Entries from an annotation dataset
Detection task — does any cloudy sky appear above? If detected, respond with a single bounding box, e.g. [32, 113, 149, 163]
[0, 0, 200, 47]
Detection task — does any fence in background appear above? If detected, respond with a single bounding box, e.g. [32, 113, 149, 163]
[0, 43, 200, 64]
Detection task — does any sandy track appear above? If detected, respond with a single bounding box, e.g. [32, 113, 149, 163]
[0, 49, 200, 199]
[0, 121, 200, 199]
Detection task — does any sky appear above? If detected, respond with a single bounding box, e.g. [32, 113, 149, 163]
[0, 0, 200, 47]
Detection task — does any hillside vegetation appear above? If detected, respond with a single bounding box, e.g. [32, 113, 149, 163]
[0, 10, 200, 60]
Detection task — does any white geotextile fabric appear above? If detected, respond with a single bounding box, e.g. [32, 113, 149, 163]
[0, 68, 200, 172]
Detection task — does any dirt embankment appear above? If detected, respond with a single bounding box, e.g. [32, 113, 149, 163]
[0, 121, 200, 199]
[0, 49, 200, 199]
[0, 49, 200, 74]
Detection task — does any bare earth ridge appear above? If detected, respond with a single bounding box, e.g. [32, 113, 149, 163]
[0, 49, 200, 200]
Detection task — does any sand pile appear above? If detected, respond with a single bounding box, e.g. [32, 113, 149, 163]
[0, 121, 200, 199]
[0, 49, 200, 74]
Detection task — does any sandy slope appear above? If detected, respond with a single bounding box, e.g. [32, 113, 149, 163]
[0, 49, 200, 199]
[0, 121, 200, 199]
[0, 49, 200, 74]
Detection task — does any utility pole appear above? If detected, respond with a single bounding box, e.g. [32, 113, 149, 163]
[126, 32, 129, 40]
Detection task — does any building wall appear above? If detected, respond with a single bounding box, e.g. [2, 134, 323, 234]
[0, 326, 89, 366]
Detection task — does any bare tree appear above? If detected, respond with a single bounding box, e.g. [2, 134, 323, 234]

### Short task
List every line of the entries above that contains the word "sandy", copying each line in full. Case counts.

### Task answer
Detection task — does any sandy track appear above? If detected, respond with a single bounding box, e.g. [32, 113, 149, 163]
Detection task — does any sandy slope appear above? If detected, respond with a single bounding box, e.g. [32, 113, 149, 163]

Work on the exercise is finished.